-- start Selected extract --

Tutor Mike’s College Advice, Part 1: Study Routines

Hello everyone. It’s been a while—my final semester here at the University of Arizona ended up being unexpectedly difficult (albeit rewarding). I plan to write a lot over summer and slowly release material, month by month. I imagine graduate school won’t afford me much free time, so we’ll see what I can do over breaks.

But right now, as I reflect on the last four years, I thought I might share some academic advice for incoming college students. I originally wanted to put all of it in a single post…but I’d rather make shorter posts that you guys actually read, so this will be a series. And no, I won’t wait months between posting them. Not yet, anyways.

Every student is different, but the advice I’ll share over the next few weeks isn’t just from me and is consequently worth consideration: it’s been collected from professors, other undergraduates, graduate students, and just all-around smart people. An advice scrapbook, if you will. And while this advice is naturally STEM-focused, most of it translates nicely to other fields of study.

There will be one unifying theme: education is a marathon, not a sprint. Success in college is most attainable when you:

  • Have regular and focused study routines
  • Make understanding the goal, not grades
  • Seize opportunities and make connections
  • Take care of yourself, physically and mentally

Enough introduction: let’s talk about study routines.

Study routine: regular and focused

Some of you I’m sure cruised through high school. If you attended class, that was sufficient for the grade. To those of you who had to work for grades in high school—you’re actually the ones with the advantage starting college. The diligent study routines you developed in high school are invaluable, and the transition to the hands-off style of college will be much smoother (even though your courses will almost certainly get harder). Good job. Now to the cruisers: college is a different game. In many (not all) of the courses you take, lecture is far from sufficient for you to really get the material. The burden of learning switches from the lecturer to you—now, for real long-term learning, you have to do more homework and outside reading. It’s more freedom, but more responsibility, and it’s important that you handle it well.*

Now—what does that actually look like? There’s two main components to a successful study routine: it must be regular and focused.

-- end Selected extract --

* [Problems to solve]:
A - Write out the entire college study-routines post, word for word.
B - In the records, rewrite the lines from the one with "Detection target laptop keyboard" up to and including the one with "[0,633,63,694]". Rename "Bounding box result" as "Box coordinates" throughout and leave everything else unchanged.

-- start Source records --

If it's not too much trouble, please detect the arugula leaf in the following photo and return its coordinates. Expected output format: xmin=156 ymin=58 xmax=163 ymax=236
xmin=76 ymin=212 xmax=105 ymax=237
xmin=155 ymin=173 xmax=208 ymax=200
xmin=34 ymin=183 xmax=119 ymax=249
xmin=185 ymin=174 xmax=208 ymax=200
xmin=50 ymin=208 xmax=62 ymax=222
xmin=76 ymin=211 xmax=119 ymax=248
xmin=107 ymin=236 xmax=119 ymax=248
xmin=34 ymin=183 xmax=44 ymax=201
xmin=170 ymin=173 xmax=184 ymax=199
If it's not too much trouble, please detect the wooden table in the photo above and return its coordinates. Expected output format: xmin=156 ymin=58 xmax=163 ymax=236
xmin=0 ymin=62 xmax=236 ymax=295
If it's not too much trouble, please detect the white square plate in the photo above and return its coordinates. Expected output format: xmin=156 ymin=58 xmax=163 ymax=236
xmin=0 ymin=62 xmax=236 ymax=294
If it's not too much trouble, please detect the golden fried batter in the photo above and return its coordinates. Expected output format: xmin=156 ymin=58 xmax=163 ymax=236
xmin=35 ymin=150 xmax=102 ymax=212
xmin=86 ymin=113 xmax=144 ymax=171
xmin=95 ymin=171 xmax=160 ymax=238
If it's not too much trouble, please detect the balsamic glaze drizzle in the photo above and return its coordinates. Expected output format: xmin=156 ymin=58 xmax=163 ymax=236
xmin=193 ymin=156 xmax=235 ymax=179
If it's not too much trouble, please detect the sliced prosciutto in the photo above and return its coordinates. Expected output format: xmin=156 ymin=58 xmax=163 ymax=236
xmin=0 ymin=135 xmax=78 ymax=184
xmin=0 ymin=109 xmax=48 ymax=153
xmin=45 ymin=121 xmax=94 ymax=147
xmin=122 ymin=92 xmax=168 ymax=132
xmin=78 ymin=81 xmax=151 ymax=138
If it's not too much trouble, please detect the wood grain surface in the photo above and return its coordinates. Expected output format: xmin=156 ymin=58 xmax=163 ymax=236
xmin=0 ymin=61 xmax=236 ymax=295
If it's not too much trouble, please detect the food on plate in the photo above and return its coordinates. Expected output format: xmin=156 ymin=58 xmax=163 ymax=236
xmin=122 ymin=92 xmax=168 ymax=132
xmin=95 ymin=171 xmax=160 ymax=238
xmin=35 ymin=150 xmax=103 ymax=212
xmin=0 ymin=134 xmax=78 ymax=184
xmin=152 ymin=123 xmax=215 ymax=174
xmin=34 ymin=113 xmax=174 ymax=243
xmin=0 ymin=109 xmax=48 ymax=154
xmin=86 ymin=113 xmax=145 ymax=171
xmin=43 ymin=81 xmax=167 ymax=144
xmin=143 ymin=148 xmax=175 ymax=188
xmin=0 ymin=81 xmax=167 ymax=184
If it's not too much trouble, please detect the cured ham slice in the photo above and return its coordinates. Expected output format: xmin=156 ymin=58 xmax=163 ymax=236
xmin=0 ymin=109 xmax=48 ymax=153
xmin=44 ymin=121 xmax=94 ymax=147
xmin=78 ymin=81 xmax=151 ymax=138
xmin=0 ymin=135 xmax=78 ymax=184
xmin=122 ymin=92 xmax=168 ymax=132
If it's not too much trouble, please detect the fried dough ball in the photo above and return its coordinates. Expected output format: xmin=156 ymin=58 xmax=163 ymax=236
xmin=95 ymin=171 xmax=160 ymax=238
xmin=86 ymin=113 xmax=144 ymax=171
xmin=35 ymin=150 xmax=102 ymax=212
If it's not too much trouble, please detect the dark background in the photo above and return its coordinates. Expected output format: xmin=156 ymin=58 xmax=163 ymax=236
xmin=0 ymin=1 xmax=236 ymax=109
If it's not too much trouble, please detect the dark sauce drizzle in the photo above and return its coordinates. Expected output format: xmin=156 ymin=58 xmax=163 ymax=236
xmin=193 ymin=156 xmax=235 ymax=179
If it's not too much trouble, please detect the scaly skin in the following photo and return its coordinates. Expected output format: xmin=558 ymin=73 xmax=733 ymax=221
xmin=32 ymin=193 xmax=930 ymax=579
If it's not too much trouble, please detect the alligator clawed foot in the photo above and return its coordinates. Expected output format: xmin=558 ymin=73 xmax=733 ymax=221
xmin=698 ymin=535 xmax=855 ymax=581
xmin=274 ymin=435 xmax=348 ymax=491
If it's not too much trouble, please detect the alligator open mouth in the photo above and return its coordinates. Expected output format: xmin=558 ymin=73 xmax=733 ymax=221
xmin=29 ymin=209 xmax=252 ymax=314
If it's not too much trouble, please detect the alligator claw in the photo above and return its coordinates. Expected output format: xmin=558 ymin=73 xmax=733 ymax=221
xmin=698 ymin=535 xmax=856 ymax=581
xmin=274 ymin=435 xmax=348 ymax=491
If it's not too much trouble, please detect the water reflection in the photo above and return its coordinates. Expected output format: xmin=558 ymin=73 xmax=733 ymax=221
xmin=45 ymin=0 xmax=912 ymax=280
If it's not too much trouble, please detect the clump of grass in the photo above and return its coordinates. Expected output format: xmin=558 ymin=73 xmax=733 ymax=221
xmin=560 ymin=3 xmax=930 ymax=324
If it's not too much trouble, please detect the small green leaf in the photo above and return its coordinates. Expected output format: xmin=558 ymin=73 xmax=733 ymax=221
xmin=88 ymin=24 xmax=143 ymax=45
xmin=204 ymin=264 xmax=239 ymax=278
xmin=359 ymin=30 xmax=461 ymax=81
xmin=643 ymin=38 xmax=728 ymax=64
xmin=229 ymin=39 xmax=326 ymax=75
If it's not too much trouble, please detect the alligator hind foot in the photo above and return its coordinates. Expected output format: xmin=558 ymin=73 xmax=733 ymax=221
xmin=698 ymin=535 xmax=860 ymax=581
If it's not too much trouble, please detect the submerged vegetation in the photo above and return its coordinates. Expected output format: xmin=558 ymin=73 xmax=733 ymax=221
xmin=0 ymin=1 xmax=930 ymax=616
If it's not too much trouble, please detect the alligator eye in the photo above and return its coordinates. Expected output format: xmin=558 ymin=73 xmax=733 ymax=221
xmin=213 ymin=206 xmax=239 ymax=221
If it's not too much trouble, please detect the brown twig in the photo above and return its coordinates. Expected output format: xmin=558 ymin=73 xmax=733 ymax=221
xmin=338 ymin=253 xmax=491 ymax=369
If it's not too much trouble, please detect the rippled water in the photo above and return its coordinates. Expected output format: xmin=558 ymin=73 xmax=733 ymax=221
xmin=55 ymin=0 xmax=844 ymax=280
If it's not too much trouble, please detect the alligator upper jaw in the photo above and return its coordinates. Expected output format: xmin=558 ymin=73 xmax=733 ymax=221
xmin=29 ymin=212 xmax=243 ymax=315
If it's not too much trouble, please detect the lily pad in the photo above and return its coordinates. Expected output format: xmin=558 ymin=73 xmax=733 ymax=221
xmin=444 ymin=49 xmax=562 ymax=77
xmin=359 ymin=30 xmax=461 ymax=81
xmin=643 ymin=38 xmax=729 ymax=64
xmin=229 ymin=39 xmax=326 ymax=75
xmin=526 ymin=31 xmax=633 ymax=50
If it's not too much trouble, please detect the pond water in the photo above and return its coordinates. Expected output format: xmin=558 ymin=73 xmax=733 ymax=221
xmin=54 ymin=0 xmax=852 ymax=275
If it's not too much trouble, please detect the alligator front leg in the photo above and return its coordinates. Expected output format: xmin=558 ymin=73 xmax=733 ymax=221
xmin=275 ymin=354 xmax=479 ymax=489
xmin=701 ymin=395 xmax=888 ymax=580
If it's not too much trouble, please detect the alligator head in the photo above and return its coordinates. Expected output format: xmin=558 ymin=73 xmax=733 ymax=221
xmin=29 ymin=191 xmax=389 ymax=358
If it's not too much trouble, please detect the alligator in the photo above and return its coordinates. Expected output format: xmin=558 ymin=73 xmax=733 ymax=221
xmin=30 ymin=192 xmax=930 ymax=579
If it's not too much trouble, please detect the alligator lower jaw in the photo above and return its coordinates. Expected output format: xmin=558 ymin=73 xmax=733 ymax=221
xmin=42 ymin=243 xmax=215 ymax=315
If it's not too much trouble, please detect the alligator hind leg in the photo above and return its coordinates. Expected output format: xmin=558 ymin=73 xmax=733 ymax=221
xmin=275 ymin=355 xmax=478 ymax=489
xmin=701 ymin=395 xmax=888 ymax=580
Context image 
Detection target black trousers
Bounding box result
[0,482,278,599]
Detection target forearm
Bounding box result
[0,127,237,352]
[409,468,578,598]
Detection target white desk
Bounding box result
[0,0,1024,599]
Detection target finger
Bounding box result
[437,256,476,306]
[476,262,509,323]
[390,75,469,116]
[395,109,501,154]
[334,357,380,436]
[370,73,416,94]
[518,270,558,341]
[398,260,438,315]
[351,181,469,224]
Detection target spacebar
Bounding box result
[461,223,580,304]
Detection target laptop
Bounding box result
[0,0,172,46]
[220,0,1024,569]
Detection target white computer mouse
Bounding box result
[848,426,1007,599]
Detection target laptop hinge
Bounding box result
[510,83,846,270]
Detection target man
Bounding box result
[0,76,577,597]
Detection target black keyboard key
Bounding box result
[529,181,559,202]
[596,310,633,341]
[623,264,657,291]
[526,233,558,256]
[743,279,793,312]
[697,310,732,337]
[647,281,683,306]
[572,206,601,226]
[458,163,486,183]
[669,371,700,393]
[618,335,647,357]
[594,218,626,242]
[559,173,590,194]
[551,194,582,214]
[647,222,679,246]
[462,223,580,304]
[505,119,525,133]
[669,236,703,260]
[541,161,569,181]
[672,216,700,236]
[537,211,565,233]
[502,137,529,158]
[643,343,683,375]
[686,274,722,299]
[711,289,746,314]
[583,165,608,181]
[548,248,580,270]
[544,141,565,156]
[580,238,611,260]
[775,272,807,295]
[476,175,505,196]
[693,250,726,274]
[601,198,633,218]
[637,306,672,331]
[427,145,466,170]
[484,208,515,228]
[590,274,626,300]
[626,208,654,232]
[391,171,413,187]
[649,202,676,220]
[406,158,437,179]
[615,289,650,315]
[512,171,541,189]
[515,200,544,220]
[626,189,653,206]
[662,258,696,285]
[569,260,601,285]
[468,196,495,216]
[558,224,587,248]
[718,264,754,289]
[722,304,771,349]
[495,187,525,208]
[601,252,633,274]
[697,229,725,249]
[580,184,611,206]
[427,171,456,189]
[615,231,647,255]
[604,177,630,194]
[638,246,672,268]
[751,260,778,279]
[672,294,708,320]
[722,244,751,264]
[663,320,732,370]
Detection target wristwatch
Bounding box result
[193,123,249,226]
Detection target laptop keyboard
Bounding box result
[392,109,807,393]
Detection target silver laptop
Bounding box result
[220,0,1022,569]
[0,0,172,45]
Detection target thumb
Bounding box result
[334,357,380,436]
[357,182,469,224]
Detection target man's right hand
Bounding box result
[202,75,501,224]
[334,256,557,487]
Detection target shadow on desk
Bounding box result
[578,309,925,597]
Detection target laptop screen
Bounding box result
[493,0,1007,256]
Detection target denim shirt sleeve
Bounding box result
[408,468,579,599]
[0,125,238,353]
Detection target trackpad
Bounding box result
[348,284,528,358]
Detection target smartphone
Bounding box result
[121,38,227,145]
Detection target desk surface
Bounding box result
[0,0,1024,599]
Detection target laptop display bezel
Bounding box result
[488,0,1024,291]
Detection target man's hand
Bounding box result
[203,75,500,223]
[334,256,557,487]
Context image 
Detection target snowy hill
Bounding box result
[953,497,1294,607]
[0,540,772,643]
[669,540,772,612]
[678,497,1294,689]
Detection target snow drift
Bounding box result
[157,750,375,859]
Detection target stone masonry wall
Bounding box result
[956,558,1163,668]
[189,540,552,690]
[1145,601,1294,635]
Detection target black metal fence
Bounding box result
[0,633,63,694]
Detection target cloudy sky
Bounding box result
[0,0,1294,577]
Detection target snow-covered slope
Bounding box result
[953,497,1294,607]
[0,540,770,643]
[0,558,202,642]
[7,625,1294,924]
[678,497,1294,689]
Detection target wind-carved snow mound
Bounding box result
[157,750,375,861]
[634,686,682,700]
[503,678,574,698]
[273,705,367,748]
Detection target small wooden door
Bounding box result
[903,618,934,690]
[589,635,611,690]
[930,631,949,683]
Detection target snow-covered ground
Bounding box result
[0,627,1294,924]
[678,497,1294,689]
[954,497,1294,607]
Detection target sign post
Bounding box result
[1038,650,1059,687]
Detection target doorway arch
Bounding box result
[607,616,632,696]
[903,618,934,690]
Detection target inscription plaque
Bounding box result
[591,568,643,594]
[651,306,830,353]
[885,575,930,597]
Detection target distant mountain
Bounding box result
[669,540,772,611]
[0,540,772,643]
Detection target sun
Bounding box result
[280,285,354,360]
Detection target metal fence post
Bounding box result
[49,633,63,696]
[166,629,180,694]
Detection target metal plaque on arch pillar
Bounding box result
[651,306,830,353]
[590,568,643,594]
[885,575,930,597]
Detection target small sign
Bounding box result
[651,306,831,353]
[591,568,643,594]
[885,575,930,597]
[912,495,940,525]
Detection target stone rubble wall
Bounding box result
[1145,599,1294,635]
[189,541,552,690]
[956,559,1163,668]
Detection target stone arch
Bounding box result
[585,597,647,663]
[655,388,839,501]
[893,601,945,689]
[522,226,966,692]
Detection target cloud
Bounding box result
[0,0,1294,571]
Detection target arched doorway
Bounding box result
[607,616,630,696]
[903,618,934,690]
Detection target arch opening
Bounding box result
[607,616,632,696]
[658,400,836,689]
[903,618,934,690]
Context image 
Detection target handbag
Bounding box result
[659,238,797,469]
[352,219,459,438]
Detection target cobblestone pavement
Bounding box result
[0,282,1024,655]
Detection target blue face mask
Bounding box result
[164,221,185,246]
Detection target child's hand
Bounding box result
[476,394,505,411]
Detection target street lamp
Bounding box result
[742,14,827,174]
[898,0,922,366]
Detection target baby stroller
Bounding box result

-- end Source records --

* [Expected results]:
A -
Tutor Mike’s College Advice, Part 1: Study Routines

Hello everyone. It’s been a while—my final semester here at the University of Arizona ended up being unexpectedly difficult (albeit rewarding). I plan to write a lot over summer and slowly release material, month by month. I imagine graduate school won’t afford me much free time, so we’ll see what I can do over breaks.

But right now, as I reflect on the last four years, I thought I might share some academic advice for incoming college students. I originally wanted to put all of it in a single post…but I’d rather make shorter posts that you guys actually read, so this will be a series. And no, I won’t wait months between posting them. Not yet, anyways.

Every student is different, but the advice I’ll share over the next few weeks isn’t just from me and is consequently worth consideration: it’s been collected from professors, other undergraduates, graduate students, and just all-around smart people. An advice scrapbook, if you will. And while this advice is naturally STEM-focused, most of it translates nicely to other fields of study.

There will be one unifying theme: education is a marathon, not a sprint. Success in college is most attainable when you:

  • Have regular and focused study routines
  • Make understanding the goal, not grades
  • Seize opportunities and make connections
  • Take care of yourself, physically and mentally

Enough introduction: let’s talk about study routines.

Study routine: regular and focused

Some of you I’m sure cruised through high school. If you attended class, that was sufficient for the grade. To those of you who had to work for grades in high school—you’re actually the ones with the advantage starting college. The diligent study routines you developed in high school are invaluable, and the transition to the hands-off style of college will be much smoother (even though your courses will almost certainly get harder). Good job. Now to the cruisers: college is a different game. In many (not all) of the courses you take, lecture is far from sufficient for you to really get the material. The burden of learning switches from the lecturer to you—now, for real long-term learning, you have to do more homework and outside reading. It’s more freedom, but more responsibility, and it’s important that you handle it well.*

Now—what does that actually look like? There’s two main components to a successful study routine: it must be regular and focused.

B -
Detection target laptop keyboard
Box coordinates
[392,109,807,393]
Detection target silver laptop
Box coordinates
[220,0,1022,569]
[0,0,172,45]
Detection target thumb
Box coordinates
[334,357,380,436]
[357,182,469,224]
Detection target man's right hand
Box coordinates
[202,75,501,224]
[334,256,557,487]
Detection target shadow on desk
Box coordinates
[578,309,925,597]
Detection target laptop screen
Box coordinates
[493,0,1007,256]
Detection target denim shirt sleeve
Box coordinates
[408,468,579,599]
[0,125,238,353]
Detection target trackpad
Box coordinates
[348,284,528,358]
Detection target smartphone
Box coordinates
[121,38,227,145]
Detection target desk surface
Box coordinates
[0,0,1024,599]
Detection target laptop display bezel
Box coordinates
[488,0,1024,291]
Detection target man's hand
Box coordinates
[203,75,500,223]
[334,256,557,487]
Context image 
Detection target snowy hill
Box coordinates
[953,497,1294,607]
[0,540,772,643]
[669,540,772,612]
[678,497,1294,689]
Detection target snow drift
Box coordinates
[157,750,375,859]
Detection target stone masonry wall
Box coordinates
[956,558,1163,668]
[189,540,552,690]
[1145,601,1294,635]
Detection target black metal fence
Box coordinates
[0,633,63,694]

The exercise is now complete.